[Begin Recorded data]

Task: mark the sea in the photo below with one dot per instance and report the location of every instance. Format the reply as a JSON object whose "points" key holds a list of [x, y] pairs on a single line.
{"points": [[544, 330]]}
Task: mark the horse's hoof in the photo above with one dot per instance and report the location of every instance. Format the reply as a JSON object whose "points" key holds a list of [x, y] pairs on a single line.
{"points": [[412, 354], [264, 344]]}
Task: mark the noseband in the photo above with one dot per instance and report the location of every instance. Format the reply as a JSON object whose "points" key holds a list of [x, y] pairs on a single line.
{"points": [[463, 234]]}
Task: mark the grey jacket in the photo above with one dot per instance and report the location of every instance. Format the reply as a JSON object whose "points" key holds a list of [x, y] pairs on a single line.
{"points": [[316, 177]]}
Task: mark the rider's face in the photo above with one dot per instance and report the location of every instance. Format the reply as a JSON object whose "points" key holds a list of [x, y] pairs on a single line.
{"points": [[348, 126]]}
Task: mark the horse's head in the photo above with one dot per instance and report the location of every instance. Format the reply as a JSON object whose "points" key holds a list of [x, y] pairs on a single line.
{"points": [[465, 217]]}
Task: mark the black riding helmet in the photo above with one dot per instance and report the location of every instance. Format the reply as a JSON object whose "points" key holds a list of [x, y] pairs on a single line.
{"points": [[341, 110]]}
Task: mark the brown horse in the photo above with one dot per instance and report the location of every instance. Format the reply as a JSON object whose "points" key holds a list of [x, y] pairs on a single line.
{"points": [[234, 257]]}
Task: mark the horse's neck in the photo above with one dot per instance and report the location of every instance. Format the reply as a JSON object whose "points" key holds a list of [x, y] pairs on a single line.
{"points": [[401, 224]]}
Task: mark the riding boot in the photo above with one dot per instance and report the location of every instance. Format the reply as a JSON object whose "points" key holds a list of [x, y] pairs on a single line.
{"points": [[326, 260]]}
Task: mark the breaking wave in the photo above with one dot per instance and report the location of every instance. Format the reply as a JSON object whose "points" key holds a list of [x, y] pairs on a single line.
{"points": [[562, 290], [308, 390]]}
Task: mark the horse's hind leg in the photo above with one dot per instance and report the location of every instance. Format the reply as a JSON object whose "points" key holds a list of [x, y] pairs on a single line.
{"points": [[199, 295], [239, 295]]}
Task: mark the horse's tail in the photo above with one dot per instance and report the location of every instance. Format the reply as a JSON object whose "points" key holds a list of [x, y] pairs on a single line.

[End Recorded data]

> _What is asked_: Locate the line with "Task: mark the horse's hind" in the entries above; extract it and every line after it, verbatim.

> _Result_:
Task: mark the horse's hind leg in the photo above with one dot per instance and report the location of every instance. Format the reply as a JSON object whose "points" key holds a list of [x, y] pairs on a single line.
{"points": [[199, 295], [239, 295]]}
Task: mark the horse's tail in the photo above with one dot per instance and report the location of every instance. Format the reply as a JSON object whose "points" key holds a list of [x, y] pairs on a single line.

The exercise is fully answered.